### INSTRUCTIONS TO FOLLOW
Rewrite the rows from the first line up to and including the line with "M43 131L43 148L47 148L48 131Z", changing "separate" to "distinct" and leaving everything else as it is.

-- Start of INFORMATION PROVIDED --

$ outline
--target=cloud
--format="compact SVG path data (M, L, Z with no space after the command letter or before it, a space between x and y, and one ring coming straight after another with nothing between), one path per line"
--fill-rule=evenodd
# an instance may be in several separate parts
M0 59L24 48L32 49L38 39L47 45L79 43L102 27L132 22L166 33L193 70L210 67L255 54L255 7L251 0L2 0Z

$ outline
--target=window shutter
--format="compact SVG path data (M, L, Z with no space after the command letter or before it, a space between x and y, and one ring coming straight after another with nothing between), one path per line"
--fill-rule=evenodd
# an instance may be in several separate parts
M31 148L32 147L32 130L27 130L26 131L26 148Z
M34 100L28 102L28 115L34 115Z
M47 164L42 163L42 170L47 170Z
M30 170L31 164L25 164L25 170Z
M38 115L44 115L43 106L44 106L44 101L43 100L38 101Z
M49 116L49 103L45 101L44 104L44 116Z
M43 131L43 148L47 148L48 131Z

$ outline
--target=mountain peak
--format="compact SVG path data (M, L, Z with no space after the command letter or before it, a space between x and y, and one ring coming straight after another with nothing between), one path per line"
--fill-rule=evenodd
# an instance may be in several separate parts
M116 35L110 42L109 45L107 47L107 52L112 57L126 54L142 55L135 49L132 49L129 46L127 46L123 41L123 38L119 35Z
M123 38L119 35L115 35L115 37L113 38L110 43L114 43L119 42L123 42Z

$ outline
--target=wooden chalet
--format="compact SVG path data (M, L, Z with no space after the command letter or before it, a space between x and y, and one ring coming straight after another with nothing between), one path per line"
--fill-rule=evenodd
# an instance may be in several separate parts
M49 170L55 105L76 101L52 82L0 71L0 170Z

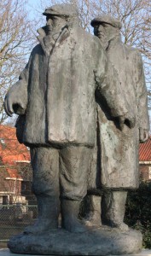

-- End of INFORMATION PROVIDED --

### SOLUTION TO THIS PROBLEM
$ outline
--target=cloud
--format="compact SVG path data (M, L, Z with no space after the command letter or before it, a space between x and y, and one ring coming straight after another with nothing between), one path per line"
--fill-rule=evenodd
# an instance may be in several distinct parts
M0 59L24 48L32 49L38 39L47 45L79 43L102 27L132 22L166 33L193 70L210 67L255 54L255 7L251 0L2 0Z

$ outline
--target=window shutter
--format="compact SVG path data (M, L, Z with no space after the command letter or before it, a space between x and y, and one ring coming straight after another with nothing between), one path per line"
--fill-rule=evenodd
# an instance may be in several distinct parts
M31 148L32 147L32 130L27 130L26 131L26 148Z
M34 100L28 102L28 115L34 115Z
M47 164L42 163L42 170L47 170Z
M30 170L31 164L25 164L25 170Z
M38 115L44 115L43 106L44 106L44 101L43 100L38 101Z
M49 116L49 103L45 101L44 104L44 116Z
M43 131L43 148L47 148L48 131Z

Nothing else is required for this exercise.